Apart from the re-sampling, the original scales/resolutions of the data are not reported but they look to be quite different. Are they all adequate to sample the different processes and to be combined in a machine learning model (no ghost relationships)?
We address this point in more detail in response to the reviewer’s specific questions. It is true that by coarsening the resolution of our input products, we have lost information. However, the resolution at which we have applied our model is similar to that used by other studies including the landslide model of Nowicki Jessee et al. (2018) that is published online by the USGS following an earthquake for use in emergency response.
The results are (quite well) numerically discussed but the geomorphological part is missing. So we know where and when there are numerical advantages in the combination of the two products, but we don’t know why (e.g. geomorphological characterization of the true/false positives/negatives), this makes it difficult to evaluate the real possibility to export the framework in different contexts (e.g. Par 4.4)
We believe that the geomorphic implications of the models are beyond the scope of the paper, which is aimed at application during an emergency response. However, this is an excellent suggestion for further work on the topic, and would be appropriate to include in a follow-on paper aimed at wider evaluation of our approach across a larger global dataset of events.
There is a point that I admit, I still have problems to unravel. I feel that the input variable ICF is somehow a proxy of what the models want to find (the output variable). Furthermore, it sounds to me as if the ground truth was used twice: the first time when landslides (Y - independent variable) are exploited to label the units, and then, when the ICFs say (again, but as feature variable - X) to the model where landslides occurred. Can a regression/classification model make use of variables that somehow are what the model wants to predict/classify (no spurious correlations?)? If yes, can their importance be evaluated in the same way the importance of the other variables is evaluated? My doubt can be originated by the difficulties I'm having to interpret the output of the model as landslide mapping instead of landslide (spatial) forecasting (see my several comments later.

Data section:
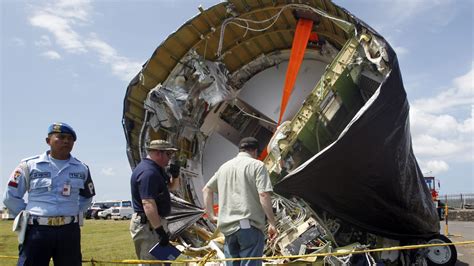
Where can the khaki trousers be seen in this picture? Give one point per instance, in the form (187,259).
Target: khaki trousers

Task to complete:
Please write out the passage of the landslide model review from "Apart from the" up to and including "in emergency response.".

Task result:
Apart from the re-sampling, the original scales/resolutions of the data are not reported but they look to be quite different. Are they all adequate to sample the different processes and to be combined in a machine learning model (no ghost relationships)?
We address this point in more detail in response to the reviewer’s specific questions. It is true that by coarsening the resolution of our input products, we have lost information. However, the resolution at which we have applied our model is similar to that used by other studies including the landslide model of Nowicki Jessee et al. (2018) that is published online by the USGS following an earthquake for use in emergency response.